# PROBLEM TO SOLVE
Convert the items into a JSON list of strings, one per line with blank lines omitted, starting at the line that contains "Provide the outline of every instance of the butterfly" and continuing through the last line of the items.

(Recorded data)
## Begin

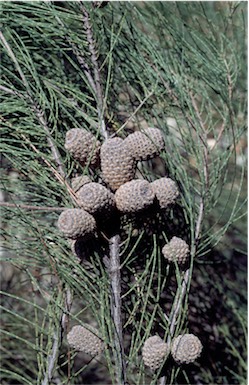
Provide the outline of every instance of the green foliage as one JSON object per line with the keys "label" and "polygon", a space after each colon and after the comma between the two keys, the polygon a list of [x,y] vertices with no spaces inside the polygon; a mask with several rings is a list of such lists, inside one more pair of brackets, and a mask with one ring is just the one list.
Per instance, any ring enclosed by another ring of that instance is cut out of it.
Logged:
{"label": "green foliage", "polygon": [[[84,127],[103,141],[104,121],[109,135],[123,138],[144,125],[160,127],[166,151],[161,160],[142,162],[139,172],[149,181],[169,175],[181,191],[177,205],[164,215],[139,221],[125,217],[122,222],[128,381],[156,384],[161,376],[144,368],[141,348],[152,334],[169,335],[168,320],[184,273],[166,265],[161,246],[182,235],[191,247],[190,278],[174,333],[196,330],[203,338],[204,358],[187,368],[167,362],[165,383],[243,384],[246,295],[241,289],[239,296],[236,281],[229,282],[226,266],[234,264],[242,283],[246,4],[97,3],[0,5],[1,256],[9,276],[2,284],[2,383],[49,383],[53,354],[54,381],[90,383],[95,368],[95,383],[115,383],[115,326],[103,262],[106,234],[100,234],[98,244],[86,245],[80,262],[56,227],[60,211],[75,206],[70,179],[77,173],[96,181],[100,177],[99,169],[93,174],[65,151],[66,131]],[[91,80],[96,80],[96,68],[101,90]],[[236,253],[241,266],[234,261]],[[212,279],[217,266],[224,280]],[[203,311],[200,288],[191,291],[191,285],[200,283],[196,276],[207,288]],[[215,326],[222,353],[216,363],[211,357],[215,344],[207,349],[208,335],[214,333],[208,328],[212,316],[203,315],[205,306],[215,311],[212,291],[227,293],[222,324]],[[191,317],[194,306],[196,321]],[[62,328],[64,314],[72,324],[94,323],[100,329],[108,346],[105,357],[95,362],[79,355],[77,360],[62,339],[67,332]],[[207,330],[202,332],[203,322]]]}

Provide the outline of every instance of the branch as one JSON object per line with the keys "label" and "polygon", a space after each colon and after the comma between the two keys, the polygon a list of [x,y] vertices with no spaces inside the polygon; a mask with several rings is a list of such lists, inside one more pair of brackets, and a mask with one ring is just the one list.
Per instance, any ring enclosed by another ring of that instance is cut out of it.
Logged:
{"label": "branch", "polygon": [[[22,97],[26,98],[30,102],[30,104],[32,106],[32,109],[33,109],[33,111],[35,112],[35,114],[37,116],[37,119],[39,120],[41,126],[43,127],[44,131],[47,134],[48,145],[49,145],[49,147],[51,149],[51,152],[52,152],[52,155],[54,157],[54,160],[55,160],[55,162],[56,162],[56,164],[58,166],[58,171],[59,171],[59,173],[63,177],[65,177],[66,174],[64,172],[62,161],[60,159],[60,154],[59,154],[59,151],[58,151],[57,147],[54,145],[53,139],[51,137],[51,134],[50,134],[50,131],[49,131],[49,128],[48,128],[48,125],[47,125],[47,122],[44,119],[44,112],[41,110],[39,105],[34,100],[34,98],[32,96],[32,93],[30,91],[29,83],[28,83],[28,81],[26,79],[26,76],[24,75],[24,73],[23,73],[23,71],[22,71],[22,69],[21,69],[21,67],[20,67],[20,65],[18,63],[18,60],[17,60],[17,58],[16,58],[16,56],[14,54],[14,52],[12,51],[11,47],[9,46],[8,42],[6,41],[6,39],[3,36],[1,31],[0,31],[0,40],[2,41],[3,46],[7,50],[8,55],[10,56],[10,58],[13,61],[13,63],[15,64],[16,70],[19,73],[19,76],[20,76],[20,78],[21,78],[21,80],[23,82],[24,87],[26,88],[26,95],[23,95]],[[6,87],[2,86],[2,89],[5,92],[9,92],[9,93],[15,94],[17,96],[20,96],[20,94],[18,92],[12,91],[11,89],[8,89]]]}
{"label": "branch", "polygon": [[116,376],[117,384],[126,383],[126,370],[124,360],[124,343],[121,320],[121,274],[119,258],[120,236],[114,235],[109,241],[110,259],[109,275],[112,287],[111,305],[112,317],[115,326],[115,349],[116,349]]}
{"label": "branch", "polygon": [[100,70],[98,66],[98,55],[95,49],[96,42],[93,37],[92,33],[92,27],[90,23],[90,16],[87,12],[84,5],[81,3],[80,9],[83,13],[83,23],[86,30],[86,38],[89,44],[89,51],[91,54],[91,62],[93,65],[93,74],[94,74],[94,83],[95,83],[95,89],[96,89],[96,97],[97,97],[97,110],[98,110],[98,118],[100,123],[100,132],[101,135],[104,137],[104,139],[108,138],[108,132],[105,125],[104,120],[104,103],[103,103],[103,93],[102,93],[102,85],[100,80]]}
{"label": "branch", "polygon": [[49,207],[49,206],[30,206],[18,203],[0,202],[1,207],[13,207],[17,209],[25,210],[38,210],[38,211],[64,211],[67,207]]}
{"label": "branch", "polygon": [[[126,122],[115,132],[115,134],[113,135],[117,135],[118,132],[122,131],[126,125],[128,124],[128,122],[133,118],[133,116],[135,116],[138,111],[141,109],[141,107],[144,105],[144,103],[153,95],[154,91],[151,91],[145,98],[144,100],[141,101],[141,103],[139,104],[139,106],[137,106],[137,108],[135,109],[135,111],[129,116],[129,118],[126,120]],[[112,136],[113,136],[112,135]]]}

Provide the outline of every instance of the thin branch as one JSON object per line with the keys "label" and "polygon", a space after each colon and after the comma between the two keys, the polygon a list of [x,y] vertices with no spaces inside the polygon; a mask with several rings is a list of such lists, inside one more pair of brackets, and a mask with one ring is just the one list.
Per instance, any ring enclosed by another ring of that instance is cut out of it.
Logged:
{"label": "thin branch", "polygon": [[5,37],[4,37],[4,35],[3,35],[3,33],[2,33],[1,31],[0,31],[0,40],[2,41],[3,46],[5,47],[6,51],[8,52],[10,58],[13,60],[13,62],[14,62],[14,64],[15,64],[15,67],[16,67],[16,69],[17,69],[17,72],[19,73],[20,78],[22,79],[22,82],[23,82],[25,88],[26,88],[27,90],[29,90],[29,84],[28,84],[28,82],[27,82],[27,79],[26,79],[24,73],[23,73],[22,70],[21,70],[21,67],[20,67],[20,65],[19,65],[19,63],[18,63],[18,61],[17,61],[17,59],[16,59],[16,57],[15,57],[14,52],[13,52],[12,49],[10,48],[10,46],[9,46],[9,44],[8,44],[8,42],[7,42],[7,40],[5,39]]}
{"label": "thin branch", "polygon": [[128,122],[138,113],[138,111],[142,108],[142,106],[144,105],[144,103],[153,95],[154,91],[151,91],[142,101],[141,103],[139,104],[139,106],[135,109],[135,111],[129,116],[129,118],[126,120],[126,122],[115,132],[115,134],[113,134],[112,136],[114,135],[117,135],[117,133],[119,133],[120,131],[122,131],[126,125],[128,124]]}
{"label": "thin branch", "polygon": [[13,207],[17,209],[25,209],[25,210],[38,210],[38,211],[63,211],[66,210],[67,207],[50,207],[50,206],[30,206],[23,205],[18,203],[9,203],[9,202],[0,202],[1,207]]}
{"label": "thin branch", "polygon": [[47,141],[48,141],[48,145],[51,149],[51,152],[52,152],[52,155],[53,155],[53,158],[54,158],[54,161],[56,162],[57,164],[57,167],[58,167],[58,171],[59,173],[61,174],[61,176],[63,178],[66,177],[66,173],[64,171],[64,166],[63,166],[63,163],[61,161],[61,156],[60,156],[60,153],[58,151],[58,148],[57,146],[54,144],[54,141],[52,139],[52,136],[50,134],[50,131],[49,131],[49,128],[48,128],[48,125],[47,125],[47,122],[44,118],[44,112],[40,109],[40,107],[37,105],[37,103],[34,102],[34,100],[30,97],[30,102],[32,104],[32,108],[33,108],[33,111],[35,112],[41,126],[43,127],[44,131],[46,132],[47,134]]}
{"label": "thin branch", "polygon": [[121,320],[121,274],[120,274],[120,236],[114,235],[109,241],[109,275],[112,287],[112,317],[115,325],[115,348],[116,348],[116,375],[117,384],[126,383],[126,370],[124,360],[124,343]]}
{"label": "thin branch", "polygon": [[84,5],[81,3],[80,9],[83,13],[83,23],[86,30],[86,38],[89,44],[89,51],[91,54],[91,62],[93,65],[93,74],[94,74],[94,83],[96,87],[96,97],[97,97],[97,110],[98,110],[98,118],[100,122],[100,133],[101,135],[107,139],[108,138],[108,132],[104,120],[104,98],[103,98],[103,92],[102,92],[102,85],[100,80],[100,70],[98,65],[98,55],[96,52],[96,42],[92,33],[92,27],[90,22],[90,16],[87,12]]}
{"label": "thin branch", "polygon": [[[59,22],[59,24],[66,30],[66,26],[65,24],[63,23],[63,21],[59,18],[59,16],[56,16],[56,20]],[[84,56],[81,55],[81,53],[79,52],[79,49],[78,47],[76,46],[76,44],[72,41],[72,39],[70,38],[70,36],[66,35],[66,39],[69,43],[69,45],[72,47],[72,51],[73,53],[75,54],[78,62],[79,62],[79,65],[80,67],[82,68],[84,74],[86,75],[87,77],[87,80],[90,84],[90,86],[92,87],[93,91],[96,93],[96,86],[95,86],[95,83],[94,83],[94,80],[93,80],[93,77],[91,75],[91,71],[89,69],[89,66],[88,64],[86,63],[85,59],[84,59]]]}
{"label": "thin branch", "polygon": [[71,186],[69,183],[61,176],[61,174],[48,162],[48,160],[41,154],[41,152],[36,148],[36,146],[30,142],[30,140],[23,134],[21,134],[23,139],[29,144],[29,146],[41,157],[43,162],[48,166],[48,168],[52,171],[54,176],[58,179],[58,181],[63,185],[66,186],[67,191],[69,195],[71,196],[72,200],[78,204],[77,202],[77,197],[75,195],[75,192],[72,190]]}
{"label": "thin branch", "polygon": [[[22,79],[22,82],[23,82],[23,85],[24,87],[26,88],[26,96],[23,95],[22,97],[25,97],[26,99],[29,100],[29,102],[31,103],[31,106],[32,106],[32,109],[33,111],[35,112],[40,124],[42,125],[44,131],[46,132],[47,134],[47,141],[48,141],[48,145],[49,147],[51,148],[51,151],[52,151],[52,155],[54,157],[54,160],[55,162],[57,163],[57,166],[58,166],[58,171],[60,172],[60,174],[65,177],[65,172],[64,172],[64,168],[63,168],[63,165],[62,165],[62,161],[60,159],[60,154],[59,154],[59,151],[57,149],[57,147],[54,145],[53,143],[53,139],[51,137],[51,134],[50,134],[50,131],[49,131],[49,128],[48,128],[48,125],[47,125],[47,122],[46,120],[44,119],[44,112],[41,110],[41,108],[39,107],[39,105],[35,102],[34,98],[32,97],[32,94],[30,92],[30,87],[29,87],[29,83],[26,79],[26,76],[24,75],[19,63],[18,63],[18,60],[14,54],[14,52],[12,51],[11,47],[9,46],[8,42],[6,41],[4,35],[2,34],[2,32],[0,31],[0,40],[2,41],[5,49],[7,50],[10,58],[12,59],[12,61],[14,62],[15,64],[15,67],[20,75],[20,78]],[[6,89],[5,89],[6,91]],[[9,89],[8,92],[10,92],[11,90]],[[18,93],[15,93],[16,95],[18,95]]]}

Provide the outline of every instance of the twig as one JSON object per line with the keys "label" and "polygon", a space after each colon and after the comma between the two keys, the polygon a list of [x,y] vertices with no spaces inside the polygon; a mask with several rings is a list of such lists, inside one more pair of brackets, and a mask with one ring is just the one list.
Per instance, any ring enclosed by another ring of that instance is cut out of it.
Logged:
{"label": "twig", "polygon": [[114,235],[109,241],[109,275],[112,287],[112,317],[115,325],[115,348],[116,348],[116,376],[117,385],[126,383],[126,370],[124,360],[124,344],[121,320],[121,274],[119,258],[120,236]]}
{"label": "twig", "polygon": [[103,93],[102,93],[102,85],[100,80],[100,70],[98,65],[98,55],[96,52],[96,43],[93,37],[90,16],[84,7],[83,3],[80,5],[81,11],[83,13],[83,23],[86,30],[86,38],[89,44],[89,51],[91,53],[91,62],[93,65],[93,75],[94,75],[94,83],[96,88],[96,97],[97,97],[97,110],[98,110],[98,118],[100,123],[100,133],[104,137],[104,139],[108,138],[108,131],[106,128],[105,120],[104,120],[104,103],[103,103]]}
{"label": "twig", "polygon": [[[91,62],[93,66],[93,77],[97,97],[97,110],[100,123],[100,133],[104,139],[108,139],[109,133],[107,131],[104,121],[104,102],[102,85],[100,80],[100,70],[98,66],[98,56],[96,52],[96,43],[92,33],[90,16],[84,7],[83,3],[80,5],[83,13],[83,23],[86,31],[86,37],[89,44],[89,51],[91,54]],[[120,236],[116,234],[109,240],[109,258],[105,258],[105,266],[110,276],[111,283],[111,312],[115,327],[115,350],[116,350],[116,380],[117,385],[126,383],[126,365],[124,359],[124,343],[123,343],[123,327],[121,320],[121,272],[120,272]]]}
{"label": "twig", "polygon": [[30,206],[23,205],[19,203],[9,203],[9,202],[0,202],[2,207],[14,207],[17,209],[26,209],[26,210],[38,210],[38,211],[63,211],[66,207],[49,207],[49,206]]}
{"label": "twig", "polygon": [[[139,104],[139,106],[135,109],[135,111],[129,116],[129,118],[126,120],[126,122],[115,132],[113,135],[117,135],[118,132],[122,131],[128,122],[138,113],[138,111],[141,109],[141,107],[144,105],[144,103],[153,95],[154,91],[151,91]],[[112,135],[112,136],[113,136]]]}
{"label": "twig", "polygon": [[[41,110],[40,106],[37,104],[37,102],[32,97],[32,93],[30,91],[30,87],[29,87],[28,81],[27,81],[24,73],[22,72],[22,69],[21,69],[21,67],[20,67],[20,65],[18,63],[18,60],[15,57],[14,52],[12,51],[11,47],[9,46],[7,41],[5,40],[5,38],[4,38],[4,36],[3,36],[1,31],[0,31],[0,40],[2,41],[4,47],[6,48],[9,56],[13,60],[13,62],[15,64],[15,67],[16,67],[16,69],[17,69],[17,71],[18,71],[18,73],[20,75],[20,78],[21,78],[21,80],[23,82],[23,85],[26,88],[26,95],[24,95],[24,97],[26,97],[26,99],[30,102],[30,104],[31,104],[31,106],[33,108],[33,111],[35,112],[35,114],[37,116],[38,121],[40,122],[41,126],[43,127],[43,129],[44,129],[44,131],[45,131],[45,133],[47,135],[48,145],[49,145],[49,147],[51,149],[51,153],[52,153],[54,161],[55,161],[55,163],[57,165],[57,169],[55,169],[52,165],[50,165],[50,163],[43,156],[42,156],[42,159],[45,162],[45,164],[53,171],[53,173],[57,177],[57,179],[62,184],[66,185],[66,187],[67,187],[71,197],[75,201],[75,195],[74,195],[71,187],[68,185],[68,183],[65,180],[66,173],[64,171],[64,167],[63,167],[62,161],[60,159],[60,154],[59,154],[58,148],[57,148],[57,146],[53,142],[53,139],[52,139],[52,136],[50,134],[47,122],[46,122],[46,120],[44,118],[44,112]],[[3,89],[3,90],[7,91],[6,88]],[[10,91],[11,91],[11,93],[13,93],[12,90],[8,89],[8,92],[10,92]],[[29,145],[31,146],[31,148],[36,153],[40,154],[39,151],[37,150],[37,148],[25,137],[25,135],[22,134],[21,136],[26,141],[29,142]],[[53,374],[54,374],[54,371],[56,369],[56,365],[57,365],[57,361],[58,361],[59,349],[60,349],[60,346],[61,346],[61,343],[62,343],[63,332],[67,328],[67,325],[68,325],[68,314],[70,312],[70,309],[71,309],[71,306],[72,306],[72,301],[73,301],[72,292],[71,292],[69,287],[66,289],[65,295],[66,295],[66,298],[65,298],[65,308],[66,308],[66,311],[65,312],[63,311],[62,314],[61,314],[61,319],[60,319],[60,323],[59,323],[59,325],[60,325],[59,330],[54,331],[53,346],[52,346],[52,349],[51,349],[51,354],[48,356],[48,359],[47,359],[47,372],[45,373],[44,379],[42,381],[42,385],[48,385],[51,382],[52,378],[53,378]]]}

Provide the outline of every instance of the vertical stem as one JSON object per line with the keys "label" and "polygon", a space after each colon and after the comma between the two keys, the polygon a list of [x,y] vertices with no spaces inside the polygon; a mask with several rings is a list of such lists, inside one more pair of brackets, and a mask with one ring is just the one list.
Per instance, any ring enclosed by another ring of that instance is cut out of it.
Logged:
{"label": "vertical stem", "polygon": [[109,274],[112,288],[112,317],[115,326],[115,349],[116,349],[116,379],[117,385],[126,383],[126,370],[124,360],[124,343],[121,319],[121,274],[119,258],[120,236],[114,235],[109,241],[110,259]]}

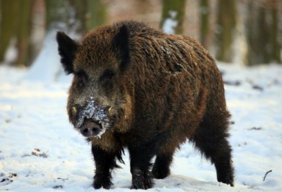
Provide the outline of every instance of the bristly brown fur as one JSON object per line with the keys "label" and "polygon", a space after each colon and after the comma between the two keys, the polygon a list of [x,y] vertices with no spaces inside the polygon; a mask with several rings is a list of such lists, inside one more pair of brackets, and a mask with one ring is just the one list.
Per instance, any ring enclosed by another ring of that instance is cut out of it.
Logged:
{"label": "bristly brown fur", "polygon": [[[230,114],[221,75],[195,40],[135,21],[99,27],[75,44],[62,35],[57,35],[62,62],[74,74],[67,105],[70,122],[77,120],[71,109],[81,110],[90,96],[112,109],[108,114],[112,127],[90,140],[95,188],[109,189],[111,171],[117,159],[122,161],[124,147],[132,188],[151,188],[152,177],[169,174],[174,152],[187,139],[214,164],[218,181],[234,185]],[[66,44],[71,45],[69,52]]]}

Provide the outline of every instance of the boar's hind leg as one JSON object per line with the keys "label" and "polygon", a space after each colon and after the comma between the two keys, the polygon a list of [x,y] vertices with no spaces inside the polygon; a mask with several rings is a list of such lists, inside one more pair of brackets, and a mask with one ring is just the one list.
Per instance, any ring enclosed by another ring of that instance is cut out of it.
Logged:
{"label": "boar's hind leg", "polygon": [[202,154],[214,164],[217,181],[234,186],[232,149],[227,138],[229,113],[206,116],[192,139]]}
{"label": "boar's hind leg", "polygon": [[155,154],[153,143],[128,147],[130,155],[130,172],[132,175],[132,189],[147,189],[154,182],[149,169],[151,160]]}
{"label": "boar's hind leg", "polygon": [[156,179],[164,179],[170,173],[169,167],[173,158],[174,150],[171,152],[158,153],[152,169],[152,174]]}
{"label": "boar's hind leg", "polygon": [[93,187],[95,189],[101,187],[110,189],[112,184],[111,171],[119,167],[116,162],[116,158],[118,156],[115,153],[106,151],[94,145],[92,145],[92,151],[96,166]]}

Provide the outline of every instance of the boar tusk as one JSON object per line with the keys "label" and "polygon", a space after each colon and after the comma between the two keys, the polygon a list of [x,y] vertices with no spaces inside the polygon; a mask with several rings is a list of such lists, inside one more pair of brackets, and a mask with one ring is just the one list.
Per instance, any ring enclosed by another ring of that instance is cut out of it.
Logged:
{"label": "boar tusk", "polygon": [[77,110],[76,109],[76,108],[75,107],[72,107],[72,108],[71,108],[71,110],[72,110],[72,113],[76,114],[76,112],[77,112]]}

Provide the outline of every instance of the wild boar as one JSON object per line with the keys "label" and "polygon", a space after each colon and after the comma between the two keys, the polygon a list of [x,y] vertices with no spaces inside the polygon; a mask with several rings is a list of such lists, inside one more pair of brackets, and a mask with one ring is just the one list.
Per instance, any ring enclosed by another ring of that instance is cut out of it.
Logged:
{"label": "wild boar", "polygon": [[62,32],[56,39],[64,70],[74,75],[70,121],[92,144],[94,188],[110,187],[125,148],[132,188],[152,188],[187,140],[214,164],[217,181],[233,186],[222,76],[196,40],[133,21],[99,26],[79,42]]}

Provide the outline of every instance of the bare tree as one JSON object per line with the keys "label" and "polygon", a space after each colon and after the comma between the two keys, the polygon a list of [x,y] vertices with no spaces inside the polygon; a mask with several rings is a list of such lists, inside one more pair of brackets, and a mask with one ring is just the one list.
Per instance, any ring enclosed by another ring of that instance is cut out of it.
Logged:
{"label": "bare tree", "polygon": [[206,48],[209,47],[208,37],[210,34],[210,15],[209,0],[200,0],[200,41]]}
{"label": "bare tree", "polygon": [[281,14],[279,0],[249,0],[246,22],[249,65],[281,62]]}
{"label": "bare tree", "polygon": [[182,34],[186,0],[163,0],[161,28],[167,33]]}
{"label": "bare tree", "polygon": [[235,0],[218,0],[215,39],[217,59],[230,62],[232,60],[232,44],[236,26]]}

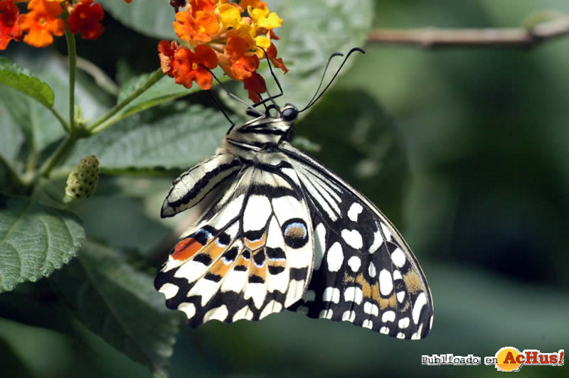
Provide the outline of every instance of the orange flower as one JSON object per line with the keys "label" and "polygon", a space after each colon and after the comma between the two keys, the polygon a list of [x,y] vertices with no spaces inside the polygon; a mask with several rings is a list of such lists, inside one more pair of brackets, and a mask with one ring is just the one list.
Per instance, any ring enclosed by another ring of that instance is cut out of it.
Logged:
{"label": "orange flower", "polygon": [[241,37],[229,37],[225,54],[218,54],[219,65],[230,77],[243,80],[259,68],[257,54],[251,53],[250,44]]}
{"label": "orange flower", "polygon": [[161,40],[158,43],[160,68],[162,69],[162,72],[170,77],[174,77],[174,70],[178,65],[174,59],[176,50],[178,50],[178,43],[175,40],[171,42]]}
{"label": "orange flower", "polygon": [[19,13],[11,0],[0,1],[0,50],[6,50],[11,40],[22,38],[22,31],[17,22]]}
{"label": "orange flower", "polygon": [[271,43],[271,45],[267,49],[267,56],[269,57],[269,59],[272,63],[272,65],[277,68],[280,68],[284,73],[289,72],[289,69],[282,62],[282,58],[277,58],[277,48],[275,46],[275,43]]}
{"label": "orange flower", "polygon": [[209,42],[211,36],[219,30],[219,20],[213,14],[204,11],[198,11],[195,16],[184,11],[176,14],[174,30],[184,40]]}
{"label": "orange flower", "polygon": [[174,75],[176,83],[191,88],[195,81],[203,90],[211,87],[213,77],[207,68],[213,70],[218,65],[213,49],[205,45],[196,46],[194,52],[189,48],[178,48],[174,58],[176,65],[174,68]]}
{"label": "orange flower", "polygon": [[249,92],[249,98],[254,103],[257,103],[261,100],[260,93],[264,93],[267,90],[267,84],[265,79],[257,72],[253,72],[249,77],[243,79],[243,87]]}
{"label": "orange flower", "polygon": [[212,13],[216,10],[216,1],[211,0],[190,0],[188,6],[191,10],[191,15],[196,17],[198,11]]}
{"label": "orange flower", "polygon": [[58,18],[63,9],[59,3],[48,0],[31,0],[30,12],[18,18],[18,25],[28,34],[23,41],[34,47],[46,47],[53,42],[53,36],[63,36],[63,20]]}
{"label": "orange flower", "polygon": [[84,39],[97,39],[102,34],[105,28],[99,21],[105,14],[99,4],[93,4],[93,0],[81,0],[75,4],[67,19],[69,31],[73,34],[81,32]]}

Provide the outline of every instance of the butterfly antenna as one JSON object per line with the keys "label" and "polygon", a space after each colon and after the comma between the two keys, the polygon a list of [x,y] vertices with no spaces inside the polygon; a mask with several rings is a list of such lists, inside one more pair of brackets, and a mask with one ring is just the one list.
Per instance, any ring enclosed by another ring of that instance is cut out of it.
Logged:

## End

# FINAL RESULT
[
  "Provide the outline of every instance of the butterfly antenna as one JSON object per line with the keys \"label\" and \"polygon\", a space after each colon and after the comma between the two keys, the polygon a list of [x,y] vertices with no spaces inside the polygon; a mask with several rings is a list of such lists, inside one more pair of brackets, and a mask with one ring is just the one list.",
  "Per instance, any ring enclosed by another ring of that instance is cut out of it.",
  "Logged:"
]